• What you should do
Please copy all of the lines below word for word, in the same order.

--- start of Stored rows ---

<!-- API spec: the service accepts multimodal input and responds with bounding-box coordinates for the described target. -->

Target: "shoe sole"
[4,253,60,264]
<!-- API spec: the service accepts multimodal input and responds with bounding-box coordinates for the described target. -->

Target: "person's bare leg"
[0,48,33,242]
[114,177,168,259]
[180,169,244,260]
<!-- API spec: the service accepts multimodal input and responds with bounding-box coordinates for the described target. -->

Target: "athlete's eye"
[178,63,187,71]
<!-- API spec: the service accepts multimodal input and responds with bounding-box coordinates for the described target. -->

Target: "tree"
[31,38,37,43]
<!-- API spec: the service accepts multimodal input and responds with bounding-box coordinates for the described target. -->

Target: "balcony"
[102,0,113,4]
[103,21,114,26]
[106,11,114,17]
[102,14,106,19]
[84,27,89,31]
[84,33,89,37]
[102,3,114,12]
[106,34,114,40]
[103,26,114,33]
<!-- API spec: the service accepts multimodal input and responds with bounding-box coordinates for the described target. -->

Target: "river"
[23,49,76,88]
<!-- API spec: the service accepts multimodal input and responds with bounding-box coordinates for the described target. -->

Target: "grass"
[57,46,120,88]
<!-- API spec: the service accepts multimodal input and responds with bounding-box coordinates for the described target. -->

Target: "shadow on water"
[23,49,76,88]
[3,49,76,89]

--- end of Stored rows ---

• Written response
<!-- API spec: the service accepts multimodal input and responds with bounding-box coordinates for the described target. -->

Target: "shoe sole"
[4,253,60,264]
<!-- API spec: the service accepts multimodal input and responds with bounding-box coordinates for the described target. -->

Target: "person's bare leg"
[0,48,33,242]
[114,177,168,259]
[180,169,244,260]
<!-- API spec: the service accepts multimodal input and responds with bounding-box coordinates for the described target. -->

Target: "athlete's eye"
[178,63,187,71]
<!-- API spec: the service accepts multimodal input and responds with bounding-box coordinates for the described target. -->

Target: "tree"
[31,38,37,43]
<!-- API spec: the service accepts multimodal input and responds with bounding-box coordinates for the described target. -->

Target: "balcony"
[102,0,113,4]
[103,21,114,26]
[106,11,114,17]
[102,14,106,19]
[84,27,89,31]
[84,33,89,37]
[102,3,114,12]
[106,34,114,40]
[103,26,114,33]
<!-- API spec: the service accepts multimodal input and responds with bounding-box coordinates for the described target. -->

Target: "river"
[23,49,76,88]
<!-- API spec: the service accepts multimodal input and responds with bounding-box coordinates for the described target. -->

Target: "grass"
[57,46,120,88]
<!-- API spec: the service accepts multimodal input and responds with bounding-box coordinates for the described target. -->

Target: "shadow on water"
[23,49,76,88]
[3,49,76,89]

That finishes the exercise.